→ Work task
Copy the listing exactly. Omit nothing.

→ Input data
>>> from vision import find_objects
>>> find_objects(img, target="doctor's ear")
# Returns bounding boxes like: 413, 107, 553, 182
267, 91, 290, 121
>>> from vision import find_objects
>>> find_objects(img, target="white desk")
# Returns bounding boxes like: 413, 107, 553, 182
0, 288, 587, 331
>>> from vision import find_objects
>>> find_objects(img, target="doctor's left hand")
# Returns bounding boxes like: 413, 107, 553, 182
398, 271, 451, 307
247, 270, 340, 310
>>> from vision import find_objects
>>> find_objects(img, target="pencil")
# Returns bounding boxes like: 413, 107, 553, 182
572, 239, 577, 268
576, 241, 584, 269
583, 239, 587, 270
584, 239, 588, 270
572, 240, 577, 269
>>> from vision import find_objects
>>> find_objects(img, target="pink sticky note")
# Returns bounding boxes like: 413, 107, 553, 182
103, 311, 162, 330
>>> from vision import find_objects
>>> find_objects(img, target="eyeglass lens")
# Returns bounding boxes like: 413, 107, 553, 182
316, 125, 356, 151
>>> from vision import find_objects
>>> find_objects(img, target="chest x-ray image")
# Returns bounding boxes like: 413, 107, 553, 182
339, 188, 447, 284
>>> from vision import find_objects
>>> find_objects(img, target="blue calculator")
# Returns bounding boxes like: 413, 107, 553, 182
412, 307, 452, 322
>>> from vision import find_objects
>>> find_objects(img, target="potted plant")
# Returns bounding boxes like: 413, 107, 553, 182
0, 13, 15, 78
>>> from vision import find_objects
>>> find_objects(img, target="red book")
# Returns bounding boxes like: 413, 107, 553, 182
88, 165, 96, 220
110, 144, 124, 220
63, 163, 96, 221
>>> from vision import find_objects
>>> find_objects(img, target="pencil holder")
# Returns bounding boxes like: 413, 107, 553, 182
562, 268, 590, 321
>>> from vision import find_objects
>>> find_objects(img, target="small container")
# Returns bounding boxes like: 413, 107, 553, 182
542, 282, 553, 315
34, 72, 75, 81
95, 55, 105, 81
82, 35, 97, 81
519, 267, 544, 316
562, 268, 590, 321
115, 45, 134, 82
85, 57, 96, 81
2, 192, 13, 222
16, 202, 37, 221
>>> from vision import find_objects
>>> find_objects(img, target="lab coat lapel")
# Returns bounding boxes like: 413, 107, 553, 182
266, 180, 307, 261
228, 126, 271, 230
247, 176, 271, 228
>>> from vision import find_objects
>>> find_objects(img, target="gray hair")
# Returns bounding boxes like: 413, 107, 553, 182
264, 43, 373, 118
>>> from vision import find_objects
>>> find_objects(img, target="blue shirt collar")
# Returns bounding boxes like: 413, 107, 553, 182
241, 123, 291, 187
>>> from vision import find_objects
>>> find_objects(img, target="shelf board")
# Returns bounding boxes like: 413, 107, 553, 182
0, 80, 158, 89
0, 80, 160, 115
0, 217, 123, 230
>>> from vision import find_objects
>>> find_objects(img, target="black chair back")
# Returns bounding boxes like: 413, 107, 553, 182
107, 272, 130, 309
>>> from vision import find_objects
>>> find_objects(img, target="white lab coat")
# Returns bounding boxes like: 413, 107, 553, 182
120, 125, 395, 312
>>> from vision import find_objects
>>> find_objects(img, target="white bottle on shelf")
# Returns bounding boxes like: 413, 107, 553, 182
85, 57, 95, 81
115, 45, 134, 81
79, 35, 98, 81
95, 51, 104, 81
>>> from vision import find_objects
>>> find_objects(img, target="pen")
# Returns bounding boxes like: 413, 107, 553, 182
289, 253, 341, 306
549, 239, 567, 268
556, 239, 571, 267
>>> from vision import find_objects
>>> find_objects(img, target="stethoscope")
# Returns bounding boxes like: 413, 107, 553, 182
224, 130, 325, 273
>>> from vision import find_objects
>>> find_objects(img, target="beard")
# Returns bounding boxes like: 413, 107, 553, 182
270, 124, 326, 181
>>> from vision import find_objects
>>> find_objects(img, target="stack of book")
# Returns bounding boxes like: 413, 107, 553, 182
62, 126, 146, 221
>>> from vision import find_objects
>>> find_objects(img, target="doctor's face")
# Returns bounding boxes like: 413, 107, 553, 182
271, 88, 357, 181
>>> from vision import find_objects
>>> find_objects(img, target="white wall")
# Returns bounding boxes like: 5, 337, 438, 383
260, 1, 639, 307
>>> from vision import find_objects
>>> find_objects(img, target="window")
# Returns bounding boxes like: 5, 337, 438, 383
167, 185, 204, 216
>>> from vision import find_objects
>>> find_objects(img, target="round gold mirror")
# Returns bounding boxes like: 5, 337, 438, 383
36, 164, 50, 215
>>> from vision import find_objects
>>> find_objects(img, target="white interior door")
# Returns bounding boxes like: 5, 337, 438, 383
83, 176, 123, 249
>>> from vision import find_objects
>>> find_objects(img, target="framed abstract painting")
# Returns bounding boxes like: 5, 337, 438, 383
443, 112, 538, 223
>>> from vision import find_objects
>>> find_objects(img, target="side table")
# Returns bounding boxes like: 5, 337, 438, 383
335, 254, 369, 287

→ Exercise result
>>> from vision import find_objects
>>> find_objects(img, target="doctor's ear")
# Returns bounding boxes like: 413, 107, 553, 182
267, 91, 290, 121
>>> from vision import find_objects
>>> find_objects(img, target="white desk")
# Returns bounding boxes like: 413, 107, 553, 182
0, 288, 587, 331
>>> from vision import find_objects
>>> find_objects(img, target="doctor's left hand")
# Returns bounding boxes like: 413, 107, 553, 182
398, 271, 451, 307
247, 270, 340, 310
>>> from vision import find_objects
>>> find_objects(img, target="pencil")
# Returns bounding boxes like: 413, 107, 553, 182
572, 239, 577, 268
576, 241, 584, 269
583, 239, 587, 270
584, 239, 588, 270
572, 240, 577, 269
>>> from vision import find_objects
>>> find_objects(img, target="pink sticky note")
# Returns bounding boxes like: 413, 107, 553, 182
103, 311, 162, 330
>>> from vision import find_objects
>>> find_objects(img, target="eyeglass lens")
# Returns bounding boxes like: 413, 107, 553, 182
316, 125, 356, 151
>>> from vision import find_objects
>>> find_objects(img, target="chest x-ray image")
# Returns bounding boxes like: 413, 107, 553, 182
339, 188, 447, 284
>>> from vision import find_objects
>>> find_objects(img, target="blue calculator")
# Returns bounding boxes like: 413, 107, 553, 182
412, 307, 452, 322
>>> from vision import find_objects
>>> find_objects(img, target="potted plant")
# Returns bounding boxes like: 413, 107, 553, 182
0, 13, 15, 78
>>> from vision import find_objects
>>> find_objects(img, target="red book")
# Returns bounding boxes like: 413, 107, 553, 182
88, 165, 96, 220
110, 144, 124, 220
63, 163, 96, 221
>>> from vision import find_objects
>>> find_objects(img, target="pencil holder")
# Returns bounding boxes like: 413, 107, 553, 182
562, 268, 590, 321
>>> from vision import find_objects
>>> find_objects(img, target="small container")
# Returns bounding boxes like: 413, 107, 553, 182
542, 282, 553, 315
34, 72, 75, 81
95, 55, 105, 81
82, 35, 97, 81
519, 267, 544, 316
562, 268, 590, 321
115, 45, 134, 82
85, 57, 96, 81
2, 192, 13, 222
16, 202, 37, 221
>>> from vision import find_objects
>>> find_objects(img, target="lab coat lapel")
# Returns bounding boxes like: 413, 107, 553, 182
266, 180, 307, 261
228, 126, 271, 230
247, 176, 271, 228
>>> from vision import find_objects
>>> find_objects(img, target="gray hair")
# Returns bounding boxes like: 413, 107, 553, 182
264, 43, 373, 118
>>> from vision import find_objects
>>> find_objects(img, target="blue shirt collar")
# Returns bounding boxes like: 413, 107, 553, 182
241, 123, 291, 187
>>> from vision import find_objects
>>> find_objects(img, target="shelf board")
# Returns bounding boxes like: 413, 107, 553, 182
0, 80, 158, 89
0, 80, 160, 115
0, 217, 123, 230
>>> from vision import find_objects
>>> find_objects(img, target="black chair back")
# Returns bounding boxes like: 413, 107, 553, 182
107, 272, 130, 309
>>> from vision import find_objects
>>> find_objects(img, target="white lab coat")
# Returns bounding boxes like: 413, 107, 553, 182
120, 125, 395, 312
>>> from vision import find_objects
>>> find_objects(img, target="white bottle on shelf")
# Returns bounding boxes like: 413, 107, 553, 182
85, 57, 95, 81
115, 45, 134, 81
79, 35, 98, 81
95, 51, 104, 81
>>> from vision import find_objects
>>> find_objects(img, target="pen")
# Returns bounding boxes like: 413, 107, 553, 182
289, 253, 341, 306
549, 239, 567, 268
556, 239, 571, 267
>>> from vision import find_objects
>>> find_objects(img, target="stethoscope")
# Returns bounding boxes like: 413, 107, 553, 182
224, 130, 325, 273
>>> from vision import find_objects
>>> find_objects(img, target="beard")
# Returns bounding boxes like: 413, 107, 553, 182
270, 124, 326, 181
>>> from vision import find_objects
>>> find_objects(img, target="stack of book")
# Returns bounding boxes like: 413, 107, 553, 182
62, 126, 146, 221
>>> from vision import find_objects
>>> find_objects(img, target="doctor's face")
# Returns bounding boxes like: 413, 107, 553, 182
271, 88, 357, 181
>>> from vision import find_objects
>>> find_objects(img, target="white wall")
# Returns bounding boxes like: 5, 337, 438, 383
260, 1, 639, 307
>>> from vision import find_objects
>>> find_objects(img, target="window")
# Returns bounding boxes like: 5, 337, 438, 383
167, 185, 204, 216
>>> from vision import find_objects
>>> find_objects(img, target="round gold mirror")
# Returns bounding boxes like: 5, 337, 438, 383
36, 164, 50, 215
>>> from vision import find_objects
>>> find_objects(img, target="white interior door")
# Returns bounding boxes like: 5, 337, 438, 383
83, 176, 123, 249
>>> from vision import find_objects
>>> find_objects(img, target="framed abstract painting")
# Returns bounding boxes like: 5, 337, 438, 383
443, 112, 538, 223
>>> from vision import find_objects
>>> find_objects(img, target="side table")
# Returns bounding boxes like: 5, 337, 438, 383
335, 254, 369, 287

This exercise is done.